> [PASSAGE TO READ]
########

# Caribbean Vacations Forums > St John & U.S. Virgin Islands Travel Forum >  >  Communication Silence!

## Island Visitor

Special Ops will soon be inserted in St Croix.  Do not expect communications during the insertion.  Will report back as the mission allows and give a full debrief after successful extraction.

----------


## Island Visitor

Successfully embedded.  

Snorkelling - outstanding
Beach - fantastic
East End - spectacular

Anticipating a covert ops dive today to reconnoiter some undersea formations.  Will advise upon debrief.

Over and out

----------


## MIke R

go to Buck Ysland and dive around there

----------


## Seles

Agree...and just go to Buck Island, snorkel and tool around.  Very special indeed, just go.

Ric

----------


## PBnJ

Isn't that the area the seaplanes land and take off from?

----------


## MIke R

not that I'm aware of...the island is surrounded by the John F Kennedy National Underwater Park.

----------


## Peter NJ

bin,i think the seaplanes land downtown? C-Sted..i landed many years ago from St John,and i think we landed in C-Sted...IV,are you at the Buc?

########

> [INFORMATION PROVIDED]
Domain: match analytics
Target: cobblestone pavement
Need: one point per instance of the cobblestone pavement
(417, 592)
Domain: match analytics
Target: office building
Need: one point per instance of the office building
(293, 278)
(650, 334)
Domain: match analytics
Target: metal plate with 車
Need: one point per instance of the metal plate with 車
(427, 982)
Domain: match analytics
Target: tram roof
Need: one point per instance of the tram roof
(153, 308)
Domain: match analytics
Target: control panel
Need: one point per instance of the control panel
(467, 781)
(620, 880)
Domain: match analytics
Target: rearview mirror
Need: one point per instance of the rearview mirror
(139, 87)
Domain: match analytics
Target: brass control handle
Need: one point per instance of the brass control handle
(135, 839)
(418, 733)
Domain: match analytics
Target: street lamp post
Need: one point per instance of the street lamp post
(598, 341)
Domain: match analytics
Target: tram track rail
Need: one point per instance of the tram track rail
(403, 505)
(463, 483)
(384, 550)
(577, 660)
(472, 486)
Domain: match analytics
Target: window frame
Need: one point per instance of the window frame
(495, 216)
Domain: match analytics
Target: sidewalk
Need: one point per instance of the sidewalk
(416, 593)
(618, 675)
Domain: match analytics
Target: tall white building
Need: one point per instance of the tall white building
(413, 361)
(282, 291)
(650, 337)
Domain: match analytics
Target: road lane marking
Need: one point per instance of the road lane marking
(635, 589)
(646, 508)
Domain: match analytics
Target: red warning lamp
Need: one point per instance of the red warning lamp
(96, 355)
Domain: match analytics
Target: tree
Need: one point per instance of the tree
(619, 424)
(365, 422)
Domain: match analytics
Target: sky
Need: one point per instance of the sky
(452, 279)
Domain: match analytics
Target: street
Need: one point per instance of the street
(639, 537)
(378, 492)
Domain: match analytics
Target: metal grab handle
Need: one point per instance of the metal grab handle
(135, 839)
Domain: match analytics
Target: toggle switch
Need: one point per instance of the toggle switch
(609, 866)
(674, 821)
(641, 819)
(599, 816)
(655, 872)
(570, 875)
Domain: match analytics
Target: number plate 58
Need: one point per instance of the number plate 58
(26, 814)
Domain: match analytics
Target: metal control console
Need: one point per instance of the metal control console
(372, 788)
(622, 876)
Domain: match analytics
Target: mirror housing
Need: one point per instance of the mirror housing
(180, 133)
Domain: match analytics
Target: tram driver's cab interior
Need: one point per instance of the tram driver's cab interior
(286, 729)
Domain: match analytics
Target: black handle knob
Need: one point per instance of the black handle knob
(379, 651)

########

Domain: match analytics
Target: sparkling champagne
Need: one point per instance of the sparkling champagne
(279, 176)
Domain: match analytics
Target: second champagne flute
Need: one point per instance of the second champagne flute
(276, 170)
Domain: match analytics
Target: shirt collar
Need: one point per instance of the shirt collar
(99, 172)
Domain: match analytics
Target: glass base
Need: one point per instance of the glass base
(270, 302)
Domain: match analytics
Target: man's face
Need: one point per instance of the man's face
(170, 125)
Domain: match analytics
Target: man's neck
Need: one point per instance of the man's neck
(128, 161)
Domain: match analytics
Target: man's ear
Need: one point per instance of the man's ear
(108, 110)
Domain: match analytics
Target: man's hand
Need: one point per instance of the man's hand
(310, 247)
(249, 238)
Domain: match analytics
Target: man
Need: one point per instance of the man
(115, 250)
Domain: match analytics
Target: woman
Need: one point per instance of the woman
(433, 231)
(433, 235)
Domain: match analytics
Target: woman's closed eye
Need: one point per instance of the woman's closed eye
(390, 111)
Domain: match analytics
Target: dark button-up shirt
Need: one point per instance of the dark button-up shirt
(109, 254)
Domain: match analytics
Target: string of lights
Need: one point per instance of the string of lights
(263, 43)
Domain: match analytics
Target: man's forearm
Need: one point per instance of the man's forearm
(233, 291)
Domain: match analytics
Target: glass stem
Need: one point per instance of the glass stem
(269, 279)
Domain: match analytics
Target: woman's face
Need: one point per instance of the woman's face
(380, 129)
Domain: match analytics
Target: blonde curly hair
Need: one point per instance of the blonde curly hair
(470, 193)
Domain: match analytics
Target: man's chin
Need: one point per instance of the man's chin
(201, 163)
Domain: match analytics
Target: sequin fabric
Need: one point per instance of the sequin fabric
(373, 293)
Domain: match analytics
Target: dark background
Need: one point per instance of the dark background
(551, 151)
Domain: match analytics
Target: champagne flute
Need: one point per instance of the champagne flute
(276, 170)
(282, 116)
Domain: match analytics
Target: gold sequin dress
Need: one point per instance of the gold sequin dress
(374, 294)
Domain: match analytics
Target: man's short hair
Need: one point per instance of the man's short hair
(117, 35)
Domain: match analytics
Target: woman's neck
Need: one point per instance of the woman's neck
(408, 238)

########

> [SET TASKS]
1. Summarize the St Croix forum thread in two sentences.
2. Write the next post in the St Croix forum thread, continuing on from its final post.

> [ANSWERS TO THE EXERCISES]
1. A forum member posting as Island Visitor announces a "Special Ops" insertion in St Croix, then reports outstanding snorkeling, a fantastic beach, a spectacular East End and a planned dive to reconnoiter undersea formations. Other members recommend going to Buck Island to dive and snorkel, one asks whether seaplanes land and take off there, and the replies say the island is surrounded by the John F Kennedy National Underwater Park and that the seaplanes may land downtown in C-Sted.

2.
----------


## Island Visitor

Buck Island is the underwater national MONUMENT (as Miker knows  :Wink: 

The seaplane does indeed land at Csted.

Peter:  Yes, second trip to The Buccaneer.  Love it.

----------


## PBnJ

I thought I remebered taking a ferry over to the beach where we rented jet skis and had to watch out for seaplanes. Is that over near C'sted? I was thinking it was the Buccaneer but now I am remembering the little boat ride over.

----------


## MIke R

you might be thinking of the little ferry over to that cay in the middle of the harbor in C Sted where Hotel on the Cay is located....thats where I lived for the better part of 2 years and they had jet ski rentals there as well and the sea planes landed on the offshore side of the cay

----------


## Seles

MikeR, did you ever meet/know a guy named Kermitt who owned a concrete Chinese junk (I believe in fact it was a clipper).  He hung out there for years incognito...interesting sailor.

Ric

----------


## MIke R

I sure did.....but I remember the boat way more then I remember the guy...there was a litle tiki bar in the shipyard where we were doing all our work in C Sted and I ran into him more then once at that particular location

----------


## Seles

MikeR, incredible...we met Kermit on several trips.  Actually took one trip to Buck Island with him on the 'slowest sailboat in the world'.  He was interesting, kept telling Lu he had met her in another life...of course she said I think I would have remembered.  Seems he was a WS Trader who got cited by the SEC and fled, if my memory is right?  Thanks.  Ric

----------


## PBnJ

Yes, Mike R thats it. You are correct.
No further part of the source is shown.